Page:
++++++++

Timing is everything.

The application process to join the foreign service is long, opaque, and a little bit torturous.  Still, every year, many thousands of hardworking and intelligent individuals begin the process, the vast majority of whom will ultimately find rejection.  For a long time, getting through the process meant that your name was placed on an oversubscribed register of eligible candidates, and in most cases no job offer was ever extended.  Unless your oral assessment score put you in the top third or so of candidates, your candidacy expired after 18 months without a job.  That was the case until Colin Powell convinced George W. Bush that the foreign service was seriously understaffed.  This led to a surge in hiring over the last several years that had cleared off the registers, and made it much more likely that getting through the process would actually lead to a job.

++++++++

Recorded data:
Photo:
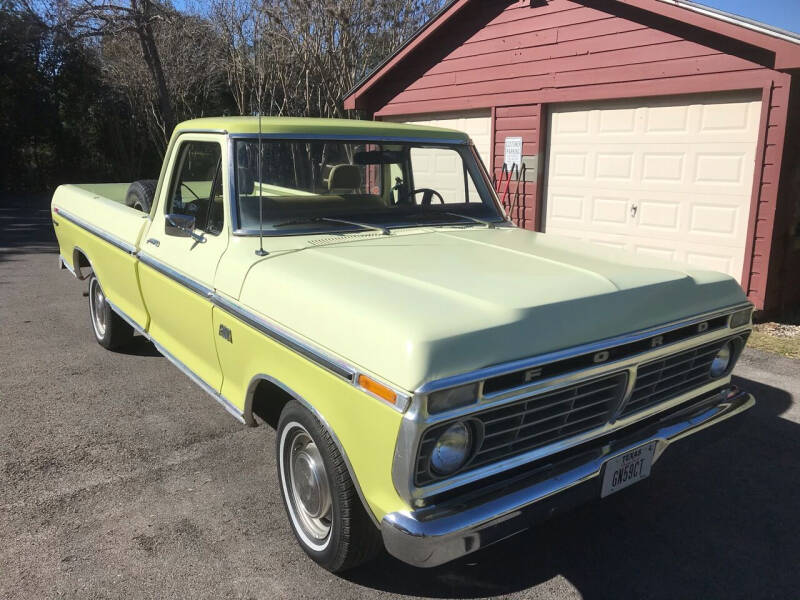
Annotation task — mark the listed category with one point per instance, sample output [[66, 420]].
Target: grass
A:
[[785, 346]]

++++++++

Work instructions:
**a.** Answer these from the text on foreign service hiring:
(i) After how many months did a candidacy expire if no job came?
(ii) Who convinced George W. Bush that the foreign service was seriously understaffed?
(iii) Roughly where did an oral assessment score have to fall for a candidate to avoid that expiry?
**b.** Extend the text on foreign service hiring with a few sentences that carry on after its last sentence.
The data is separate from the text on foreign service hiring.

Outputs by task:
**a.**
(i) 18 months.
(ii) Colin Powell.
(iii) In the top third or so of candidates.

**b.**
Well, it looks like those bad old days are coming back... right now.  The yahoo shadow registers show that the registers have grown rapidly this year, and according to Harry W. Kopp over at Career Diplomacy:
The Department of State’s hiring program, carried forward under the name Diplomacy 3.0, will likely come to a halt. The program as originally announced in 2009 planned to increase the size of the foreign service by 25 percent over fiscal year 2008 levels over five years, ending in fiscal year 2013. It now appears that the program will end, or be suspended, well short of that goal. When hiring with fiscal year 2010 appropriations ends, as it soon will, the Department will have achieved an increase of about 15 percent over the FY 2008 base, adding about 1,900 foreign service employees (1,200 officers and 700 specialist), bringing the total service in the Department of State to about 13,400 (7,500 officers and 5,900 specialists).
If new hires in FY 2011 are held to the number needed to replace retiring employees and other departures, the number of new hires will drop from a projected level of around 830 under Diplomacy 3.0 to around 400, which is projected attrition. Similar levels are likely in FY 2012 as well. That means tougher competition for candidates.
I am extremely fortunate to have received my offer when I did. I think my score on the oral assessment would have gotten me off the register even if, or when, it became oversubscribed again, but I am glad that I don't have to find out.

For a number of reasons, my older brother Steve has always called me the golden boy. Mostly it is because, as the last of six kids, he thinks I have had it easy.  Well, it looks like in this case, the golden boy had golden timing.